Énoncé du problème A
Résumez en deux phrases l'article sur la culture du coton au Burkina Faso.
Énoncé du problème B
Poursuivez l'article sur les producteurs de coton du Burkina Faso à partir de sa dernière phrase.

Le correspondant de l'Alliance pour la Science, Joseph Opoku Gakpo, s'est rendu au Burkina Faso pour découvrir la véritable histoire de ce qui s'est passé en parlant avec les personnes les plus touchées : les agriculteurs.

 

 

 

 

Une exploitation cotonnière au Burkina Faso. Photo Joseph Opoku Gakpo

 

 

Partie I : Inverser la vague de progrès

 

Seidu Konatey est un homme qui ne connaît pas de repos. Il passe au moins 10 heures par jour à travailler ses 15 hectares de champs de coton à Diguima et Palsama dans le district de Pandema au Burkina Faso.

 

Avec 2018 marquant la 35e année consécutive qu'il a été sur ce créneau, il n'y a rien à propos de la culture du cotonnier que l'homme de 63 ans n'a pas vu auparavant. Mais rien ne trouble plus Seidu que les vers de la capsule qui attaquent et détruisent le coton. Les chenilles du ver de la capsule peuvent causer jusqu'à 90 pour cent de perte de rendement. En Afrique de l'Ouest, 25 à 35 pour cent de tout le coton sont perdus à cause de ces ravageurs.

Matériel fourni

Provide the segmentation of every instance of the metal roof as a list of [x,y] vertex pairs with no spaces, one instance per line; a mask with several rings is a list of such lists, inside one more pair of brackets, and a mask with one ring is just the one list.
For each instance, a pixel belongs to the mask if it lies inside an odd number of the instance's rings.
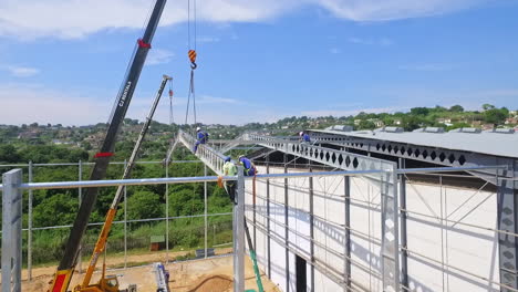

Réponse finale A
Joseph Opoku Gakpo, correspondant de l'Alliance pour la Science, est allé au Burkina Faso recueillir le témoignage des agriculteurs. L'article présente Seidu Konatey, 63 ans, qui cultive 15 hectares de coton à Diguima et Palsama, dans le district de Pandema, depuis 35 ans en 2018 et que rien ne trouble plus que les vers de la capsule, dont les chenilles peuvent entraîner jusqu'à 90 pour cent de perte de rendement et font perdre 25 à 35 pour cent du coton en Afrique de l'Ouest.

Réponse finale B
Seidu Konatey, producteur de coton. Photo Joseph Opuku Gakpo

 

La pulvérisation de pesticides a longtemps été le principal moyen d'y faire face. La moitié de tous les pesticides importés en Afrique sont utilisés pour le cotonnier, une situation qui représente une menace extraordinaire pour la santé humaine et l'environnement. Au Burkina Faso, il y a plus de 600.000 hectares de champs de coton. Cela équivaut à environ 7,2 millions de litres de produits chimiques potentiellement dangereux qui sont pulvérisés chaque année – rien que pour le cotonnier.

 

Au début des années 2000, la société agricole américaine Monsanto a lancé des tests pour introduire des semences de cotonnier génétiquement modifiées ayant le potentiel de lutter contre le ver de la capsule du cotonnier au Burkina Faso. Connu sous le nom de cotonnier Bt, les graines contiennent des gènes d'une bactérie qui le rend naturellement résistant aux ravageurs de la capsule. Après cinq années d'essais, le cultivar Bt a été mis à la disposition des agriculteurs du Burkina Faso en 2008.

 

Le cotonnier Bt est devenu extrêmement populaire et en 2014, plus de 70 pour cent de tout le coton cultivé au Burkina Faso était génétiquement modifié. Mais l'année suivante, le coton génétiquement modifié a été complètement éliminé. (Voir ici.)

 

 

Partie II : Une course contre le temps

 

Avance rapide jusqu'à 2017. Deux ans après l'élimination progressive du cotonnier génétiquement modifié (Bt) au Burkina Faso, la pression exercée par les ravageurs sur les champs de coton est telle que de nombreux agriculteurs sont convaincus que l'industrie s'effondrera bientôt.

 

« Tous les agriculteurs qui ont de l'expérience avec le cotonnier Bt regrettent le passage du cotonnier Bt au cotonnier conventionnel ... mais ils sont impuissants et espèrent que le gouvernement va les écouter », a déclaré François Traoré, président de l'Union Nationale des Producteurs de Coton (UNPC) du Burkina. dans une interview.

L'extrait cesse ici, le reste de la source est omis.